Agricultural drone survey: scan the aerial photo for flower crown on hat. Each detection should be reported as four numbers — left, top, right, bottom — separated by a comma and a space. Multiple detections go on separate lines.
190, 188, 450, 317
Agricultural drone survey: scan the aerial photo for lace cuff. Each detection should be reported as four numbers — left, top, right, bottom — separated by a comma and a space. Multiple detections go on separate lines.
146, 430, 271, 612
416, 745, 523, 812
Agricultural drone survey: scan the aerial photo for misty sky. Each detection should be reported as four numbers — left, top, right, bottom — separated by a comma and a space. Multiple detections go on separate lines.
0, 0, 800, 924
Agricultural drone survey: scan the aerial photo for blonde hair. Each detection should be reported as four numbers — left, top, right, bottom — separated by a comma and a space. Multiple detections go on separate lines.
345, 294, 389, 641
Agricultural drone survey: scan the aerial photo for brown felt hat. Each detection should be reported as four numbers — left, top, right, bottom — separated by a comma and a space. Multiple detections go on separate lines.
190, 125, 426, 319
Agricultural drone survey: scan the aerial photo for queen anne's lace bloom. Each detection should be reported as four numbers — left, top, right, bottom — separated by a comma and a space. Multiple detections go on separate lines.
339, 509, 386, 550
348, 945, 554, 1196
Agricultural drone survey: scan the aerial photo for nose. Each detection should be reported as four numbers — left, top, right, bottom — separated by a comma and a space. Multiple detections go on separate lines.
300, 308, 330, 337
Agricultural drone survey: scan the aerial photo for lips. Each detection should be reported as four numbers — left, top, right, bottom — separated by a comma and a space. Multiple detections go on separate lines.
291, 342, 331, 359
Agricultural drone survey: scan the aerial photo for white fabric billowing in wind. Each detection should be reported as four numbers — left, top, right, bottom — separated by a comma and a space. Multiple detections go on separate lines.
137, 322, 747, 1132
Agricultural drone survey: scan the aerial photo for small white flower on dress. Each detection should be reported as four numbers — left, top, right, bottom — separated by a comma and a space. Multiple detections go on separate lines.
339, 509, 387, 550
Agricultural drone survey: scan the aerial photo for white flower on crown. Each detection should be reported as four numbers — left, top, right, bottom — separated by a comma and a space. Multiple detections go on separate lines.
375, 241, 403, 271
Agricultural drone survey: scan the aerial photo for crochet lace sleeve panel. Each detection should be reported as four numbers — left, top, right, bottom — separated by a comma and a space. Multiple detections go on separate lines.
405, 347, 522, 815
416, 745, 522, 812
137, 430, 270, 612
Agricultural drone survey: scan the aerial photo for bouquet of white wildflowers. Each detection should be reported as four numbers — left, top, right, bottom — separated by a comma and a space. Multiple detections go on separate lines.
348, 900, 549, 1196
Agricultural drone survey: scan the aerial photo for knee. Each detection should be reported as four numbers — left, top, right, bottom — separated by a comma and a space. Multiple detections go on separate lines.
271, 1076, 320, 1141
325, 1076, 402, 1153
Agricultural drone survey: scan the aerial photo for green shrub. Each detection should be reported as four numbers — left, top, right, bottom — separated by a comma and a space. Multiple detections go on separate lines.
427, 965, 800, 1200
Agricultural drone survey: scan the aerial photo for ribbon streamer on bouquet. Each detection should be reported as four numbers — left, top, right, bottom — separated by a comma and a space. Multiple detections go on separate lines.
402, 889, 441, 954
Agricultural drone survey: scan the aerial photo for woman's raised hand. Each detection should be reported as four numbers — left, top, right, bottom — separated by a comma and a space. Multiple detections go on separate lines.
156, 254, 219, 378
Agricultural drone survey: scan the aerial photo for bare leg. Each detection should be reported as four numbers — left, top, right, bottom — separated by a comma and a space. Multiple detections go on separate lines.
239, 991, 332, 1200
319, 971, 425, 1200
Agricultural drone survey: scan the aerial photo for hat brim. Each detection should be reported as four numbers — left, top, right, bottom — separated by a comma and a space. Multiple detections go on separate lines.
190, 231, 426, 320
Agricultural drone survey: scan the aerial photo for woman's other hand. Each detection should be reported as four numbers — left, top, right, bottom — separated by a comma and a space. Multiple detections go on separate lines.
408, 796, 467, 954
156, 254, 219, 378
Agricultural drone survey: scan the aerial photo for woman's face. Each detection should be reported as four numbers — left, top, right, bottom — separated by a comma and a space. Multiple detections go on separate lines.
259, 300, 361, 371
==============================
Exercise description -> Copy all of the rows above verbatim, one per line in the same order.

Response below ->
Agricultural drone survey: scan the aerial photo for flower crown on hat. Each detection should be reported as four numbers — left, top, right, bottom — separated by a comma and a space. Multiple detections go on separate lines.
190, 188, 450, 317
Agricultural drone survey: scan the aerial photo for lace cuff. Each detection should be reported as four numbers — left, top, right, bottom — separated by a comma and a space. Multiple detections go on separate lines.
146, 430, 271, 612
416, 745, 523, 812
Agricultural drone survey: scan the aerial photo for misty sky. Each detection should be reported as four numbers — left, top, right, bottom — separated by a comma and a space. Multiple detections go on separate lines.
0, 0, 800, 924
Agricultural drone survey: scan the aerial photo for blonde hair. Each detection should be reported as four numbers — left, top, right, bottom — separated by a comma and a space. Multiple detections go on separate lines.
345, 294, 389, 641
Agricultural drone survey: scan the aerial photo for brown felt hat. Each detection should be reported as four numbers — left, top, right, bottom — separated by a comma and a space. Multiple detections go on separate lines.
190, 125, 426, 319
Agricultural drone survey: scan the aerial photo for queen anne's lace bloom. Each detection should be reported as four numbers — left, top, right, bottom — separated by a comma and a space. Multiple detections go on separate lines.
339, 509, 386, 550
348, 945, 554, 1196
Agricultural drone survey: scan the aerial photo for nose. Each detection should be reported as four numbers — left, top, right, bottom — separated by a comma and a space. Multiple detections go on separate lines.
300, 308, 330, 337
Agricultural drone survey: scan the aerial photo for lips. Each detection should be reported as four numbers — left, top, right, bottom — separated by a comma and a space. Multiple detections go on separate lines.
291, 342, 331, 359
Agricultural drone survey: scan the aerial photo for white fabric billowing in wind. Each detection should be reported as four numbers — left, top, right, bottom — separated by a comma and a space. Multiple detections go on separate lines.
137, 322, 747, 1132
Agricultural drone survey: scan the aerial photo for small white flower on dress. Each detection should be reported as four numbers — left, top, right, bottom — separated by a comma and a space. Multiple detections go on separate lines.
339, 509, 387, 550
Agricultural drone survey: scan the aerial photo for white flower on crown. Each detection should be reported as four numbers — left, top, right, bottom — separated by a comma and a space. Multiple detections go on separate lines.
375, 241, 403, 271
Agricultural drone survey: scan the aerial photo for crochet lace sleeve panel. Each detection should be reported as four numbers — left, top, right, bottom — separated by a comma and a space. Multiple detections go on separate lines.
405, 347, 522, 815
416, 745, 522, 812
137, 430, 270, 612
Agricultural drone survey: scan the aerial photo for bouquet of white wildflowers. Each detection should be reported as four numbers — left, top, right, bottom — separated by a comma and a space. Multiple detections go on separate lines.
348, 900, 549, 1196
Agricultural drone survey: scan the aerial photo for knee. Each detection should be reported as four numbers — left, top, right, bottom — separated by a comma and a space. Multiple detections go on separate lines.
271, 1076, 320, 1141
325, 1076, 402, 1153
Agricultural drone survey: scan the aerial photo for green shrub. Each detection should be reported as four numbers — left, top, right, bottom — separated by a comma and a space. Multiple detections go on separate lines.
427, 965, 800, 1200
Agricultural drone survey: scan the aerial photo for ribbon streamer on bouquet. Each detection should be reported as four numbers — left, top, right, bottom — separated by a comma and a space. Multiple detections go on separate lines.
402, 889, 441, 954
Agricultural drone survey: scan the aerial photo for woman's raised hand. Each detection should be reported as four numbers — left, top, right, bottom — separated by a comma and a space. Multiple detections go on separate lines.
156, 254, 219, 378
Agricultural drone survey: scan the aerial photo for bare leg. Each detection should be reported as four numbers — left, top, right, bottom — separated by a comma and a space. Multiple detections go on separate lines.
239, 991, 332, 1200
319, 971, 425, 1200
Agricultural drone survey: scan the aerial photo for hat brim. Each detection should be reported as four numbers — left, top, right, bottom — separated by a comma and a space. Multiple detections go on separate lines.
190, 231, 426, 320
Agricultural drone survey: scan the aerial photo for woman's other hand. Each detection should be reported as four numbers — left, top, right, bottom — separated by a comma and a space. Multiple detections go on separate lines.
408, 796, 467, 954
156, 254, 219, 378
Agricultural drone survey: scan the aerial photo for woman's face. Each detection should be reported as four numbers — left, top, right, bottom — separated by a comma and a space. Multiple detections go on separate lines.
259, 300, 361, 371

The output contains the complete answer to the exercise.